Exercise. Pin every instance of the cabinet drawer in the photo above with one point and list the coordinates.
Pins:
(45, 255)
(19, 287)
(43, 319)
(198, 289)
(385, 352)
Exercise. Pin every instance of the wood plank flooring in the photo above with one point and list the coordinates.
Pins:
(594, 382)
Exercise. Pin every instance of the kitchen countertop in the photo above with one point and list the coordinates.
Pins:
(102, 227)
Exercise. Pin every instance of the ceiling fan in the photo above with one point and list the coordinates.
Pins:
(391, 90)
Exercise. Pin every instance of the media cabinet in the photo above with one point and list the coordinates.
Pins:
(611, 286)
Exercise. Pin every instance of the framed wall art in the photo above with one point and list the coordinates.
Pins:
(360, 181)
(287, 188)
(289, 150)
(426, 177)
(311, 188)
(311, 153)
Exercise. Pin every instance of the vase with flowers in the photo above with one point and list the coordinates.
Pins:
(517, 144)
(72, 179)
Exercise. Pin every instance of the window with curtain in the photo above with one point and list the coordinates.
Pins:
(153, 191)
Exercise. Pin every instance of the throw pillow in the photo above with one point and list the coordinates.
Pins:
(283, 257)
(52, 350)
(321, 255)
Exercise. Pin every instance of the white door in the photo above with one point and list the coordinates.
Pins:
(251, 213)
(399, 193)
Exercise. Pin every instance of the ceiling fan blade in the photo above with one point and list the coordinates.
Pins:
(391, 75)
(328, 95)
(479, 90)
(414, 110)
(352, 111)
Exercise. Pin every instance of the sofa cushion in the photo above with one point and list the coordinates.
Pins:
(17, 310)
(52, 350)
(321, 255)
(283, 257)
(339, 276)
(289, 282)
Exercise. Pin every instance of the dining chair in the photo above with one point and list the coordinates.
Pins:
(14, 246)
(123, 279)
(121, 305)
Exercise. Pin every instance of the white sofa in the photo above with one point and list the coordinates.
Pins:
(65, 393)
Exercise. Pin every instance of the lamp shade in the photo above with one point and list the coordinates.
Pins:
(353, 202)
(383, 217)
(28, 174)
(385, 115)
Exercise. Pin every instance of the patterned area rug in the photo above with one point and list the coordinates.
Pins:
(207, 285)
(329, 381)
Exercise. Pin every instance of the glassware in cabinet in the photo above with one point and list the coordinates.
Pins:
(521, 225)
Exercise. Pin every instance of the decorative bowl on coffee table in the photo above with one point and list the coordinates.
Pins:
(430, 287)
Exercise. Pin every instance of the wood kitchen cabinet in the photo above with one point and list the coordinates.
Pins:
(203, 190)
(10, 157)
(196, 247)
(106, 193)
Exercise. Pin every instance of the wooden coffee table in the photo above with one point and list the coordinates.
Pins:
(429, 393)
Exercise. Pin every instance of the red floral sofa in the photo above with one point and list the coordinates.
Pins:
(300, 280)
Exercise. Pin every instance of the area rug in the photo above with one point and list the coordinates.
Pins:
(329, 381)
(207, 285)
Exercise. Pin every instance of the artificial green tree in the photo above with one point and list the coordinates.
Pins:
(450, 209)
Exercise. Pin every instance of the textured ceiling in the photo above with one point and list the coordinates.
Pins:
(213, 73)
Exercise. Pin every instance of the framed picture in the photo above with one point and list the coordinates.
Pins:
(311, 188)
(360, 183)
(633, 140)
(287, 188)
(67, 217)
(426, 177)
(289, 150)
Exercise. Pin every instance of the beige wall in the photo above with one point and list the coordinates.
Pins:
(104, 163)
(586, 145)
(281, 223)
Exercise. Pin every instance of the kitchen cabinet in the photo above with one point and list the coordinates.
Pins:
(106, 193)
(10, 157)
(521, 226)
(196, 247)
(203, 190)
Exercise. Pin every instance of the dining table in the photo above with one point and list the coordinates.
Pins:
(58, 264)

★ ★ ★ ★

Assignment: Would you copy the data exactly as shown above?

Exercise solution:
Exercise. Pin every instance of the cabinet drawer in the photo above with one point and list the coordinates.
Pins:
(45, 255)
(19, 287)
(43, 319)
(198, 289)
(385, 352)
Exercise. Pin every instance of the wood plank flooring in the photo above with one point and list the coordinates.
Pins:
(594, 382)
Exercise. Pin every instance of the kitchen countertop in the photo above with one point and list the coordinates.
Pins:
(102, 227)
Exercise. Pin every instance of the ceiling fan in the photo above with one point and list the coordinates.
Pins:
(391, 90)
Exercise. Pin every instance of the media cabinet in the photo above with one point and list the coordinates.
Pins:
(611, 286)
Exercise. Pin every instance of the framed wall art in the photo above with one point and list the coordinates.
Pins:
(360, 181)
(287, 188)
(289, 150)
(426, 177)
(311, 188)
(311, 153)
Exercise. Pin every instance of the vase with flowers in the photo above with one point and list the coordinates.
Pins:
(517, 144)
(72, 179)
Exercise. Pin every instance of the window with curtain in the photo above with one point and list the coordinates.
Pins:
(153, 191)
Exercise. Pin every instance of the throw pillow in the photo above with one point and list the coordinates.
Pins:
(283, 257)
(52, 350)
(321, 255)
Exercise. Pin every instance of the white door in the photo above with one point and list the coordinates.
Pins:
(251, 213)
(399, 193)
Exercise. Pin every instance of the ceiling fan blade in the photo above with one point and list the coordinates.
Pins:
(391, 75)
(328, 95)
(479, 90)
(414, 110)
(352, 111)
Exercise. Pin every instance of the sofa cushion in the photo above with one point and list the coordinates.
Pins:
(17, 310)
(52, 350)
(321, 255)
(283, 257)
(339, 276)
(289, 282)
Exercise. Pin every instance of the dining chair in the photo above with one point and list the coordinates.
Pins:
(14, 246)
(123, 279)
(121, 305)
Exercise. Pin every instance of the white sofa in the photo above with one point and list the coordinates.
Pins:
(65, 393)
Exercise. Pin every instance of the lamp shade in the photo above with one point and list the coordinates.
Pins:
(353, 202)
(383, 217)
(28, 174)
(385, 115)
Exercise. Pin every instance of the patterned area rug in the photo above with one point and list the coordinates.
Pins:
(207, 285)
(329, 381)
Exercise. Pin every instance of the glassware in cabinet in the photo above with one point and list the coordinates.
Pins:
(521, 225)
Exercise. Pin every instance of the decorative bowl on coffee table in the photo above with one point and list the coordinates.
Pins:
(430, 287)
Exercise. Pin every instance of the wood kitchen cabinet in the photo above with one point and list the coordinates.
Pins:
(203, 190)
(10, 157)
(196, 247)
(106, 193)
Exercise. Pin every instance of the wooden coffee table in the photo above with one point and list the coordinates.
Pins:
(429, 393)
Exercise. Pin every instance of the red floral sofa in the photo above with one point and list the coordinates.
Pins:
(300, 280)
Exercise. Pin every instance of the area rug in the photo above with one point and list the coordinates.
Pins:
(329, 381)
(207, 285)
Exercise. Pin every instance of the artificial green tree in the photo above with one point and list the coordinates.
Pins:
(450, 209)
Exercise. Pin every instance of the textured ceiling in the photo above with one point and list the coordinates.
Pins:
(213, 73)
Exercise. Pin every instance of the framed picture in the photo above with one point and list the coordinates.
Pins:
(311, 188)
(360, 183)
(633, 140)
(287, 188)
(67, 217)
(426, 177)
(289, 150)
Exercise. Pin every instance of the beige wall in the photo above with one point and list the coordinates.
Pins:
(104, 163)
(586, 145)
(281, 223)
Exercise. Pin every instance of the kitchen cabinet in the photo above with one point and list the coordinates.
Pins:
(106, 193)
(10, 157)
(521, 226)
(196, 247)
(203, 190)
Exercise. Pin every instance of the dining table in the photo above with one point and list the coordinates.
Pins:
(58, 264)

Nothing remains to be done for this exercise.